▶ _AIM OF THE TASK_
Look at the entries below and reproduce them exactly.

-------- EXERCISE MATERIAL --------

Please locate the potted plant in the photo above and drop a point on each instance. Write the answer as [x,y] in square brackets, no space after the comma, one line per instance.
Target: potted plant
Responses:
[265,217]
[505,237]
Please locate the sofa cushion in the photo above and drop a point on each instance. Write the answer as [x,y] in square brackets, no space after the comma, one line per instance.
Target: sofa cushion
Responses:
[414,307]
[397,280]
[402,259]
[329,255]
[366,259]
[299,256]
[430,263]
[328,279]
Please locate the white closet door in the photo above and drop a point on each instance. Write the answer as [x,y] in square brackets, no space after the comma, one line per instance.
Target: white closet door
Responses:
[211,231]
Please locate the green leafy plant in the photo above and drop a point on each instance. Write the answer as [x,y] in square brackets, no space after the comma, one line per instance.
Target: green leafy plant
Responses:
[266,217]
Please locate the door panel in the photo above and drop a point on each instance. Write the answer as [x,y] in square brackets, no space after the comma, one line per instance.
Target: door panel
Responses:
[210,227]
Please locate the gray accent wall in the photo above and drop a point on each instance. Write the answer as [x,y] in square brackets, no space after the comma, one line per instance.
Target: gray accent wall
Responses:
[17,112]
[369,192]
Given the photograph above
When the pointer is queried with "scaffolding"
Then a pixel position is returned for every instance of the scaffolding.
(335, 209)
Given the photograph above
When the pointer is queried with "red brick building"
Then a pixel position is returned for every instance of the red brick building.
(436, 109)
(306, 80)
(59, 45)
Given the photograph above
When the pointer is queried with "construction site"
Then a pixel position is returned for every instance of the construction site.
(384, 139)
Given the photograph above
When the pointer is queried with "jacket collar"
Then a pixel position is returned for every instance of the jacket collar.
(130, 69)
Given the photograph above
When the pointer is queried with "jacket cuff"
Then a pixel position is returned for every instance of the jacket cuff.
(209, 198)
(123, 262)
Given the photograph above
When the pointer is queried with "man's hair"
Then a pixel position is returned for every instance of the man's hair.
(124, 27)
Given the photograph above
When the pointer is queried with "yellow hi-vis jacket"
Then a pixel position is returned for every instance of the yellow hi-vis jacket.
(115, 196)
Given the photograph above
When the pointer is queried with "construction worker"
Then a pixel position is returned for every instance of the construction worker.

--------

▶ _WRITTEN ANSWER_
Please locate the potted plant in the photo above and drop a point on each instance. Write the answer as [x,y] in square brackets, no space after the comma, one line per instance.
Target: potted plant
Responses:
[265,217]
[505,237]
Please locate the sofa cushion in the photo above and drop a point on each instance. Write the answer as [x,y] in square brackets, no space after the comma, one line per instance.
Target: sofa cushion
Responses:
[414,307]
[397,280]
[402,259]
[329,255]
[366,259]
[299,256]
[430,263]
[328,279]
Please locate the white closet door in the photo above and drop a point on each instance. Write the answer as [x,y] in square brackets, no space after the comma, one line per instance.
Target: white closet door
Responses:
[211,231]
Please locate the green leafy plant in the photo above and drop a point on each instance. Write the answer as [x,y] in square brackets, no space after the comma, one line per instance.
Target: green leafy plant
Responses:
[266,217]
Please locate the door panel in the photo above and drop a point on each instance. Write the answer as [x,y] in square brackets, no space after the comma, one line per instance.
Target: door panel
Responses:
[210,227]
Please locate the gray accent wall in the photo above and drop a point on each instance. Write the answer as [x,y] in square brackets, no space after the comma, one line per instance.
Target: gray accent wall
Responses:
[17,112]
[369,192]
Given the photograph above
When the pointer is queried with "scaffolding"
Then a pixel position is returned for every instance of the scaffolding.
(335, 209)
Given the photograph above
When the pointer is queried with "red brick building"
Then a pixel position is returned for every instance of the red brick building.
(436, 109)
(306, 80)
(59, 45)
Given the photograph above
When the pointer is queried with "construction site"
Then a pixel position is returned for every instance of the construction site.
(384, 139)
Given the photograph above
When the pointer is queried with "jacket collar"
Then a pixel position is returned for every instance of the jacket collar.
(130, 69)
Given the photograph above
When the pointer is queried with "jacket cuff"
Then a pixel position is returned for every instance of the jacket cuff.
(209, 198)
(123, 262)
Given the photograph above
When the pointer is queried with "man's hair"
Then a pixel position is returned for every instance of the man's hair.
(124, 27)
Given the photograph above
When the pointer is queried with "yellow hi-vis jacket"
Then a pixel position is returned for every instance of the yellow hi-vis jacket.
(115, 196)
Given the photograph above
When the pointer is queried with "construction worker"
Then a pixel position is returned for every instance of the construction worker.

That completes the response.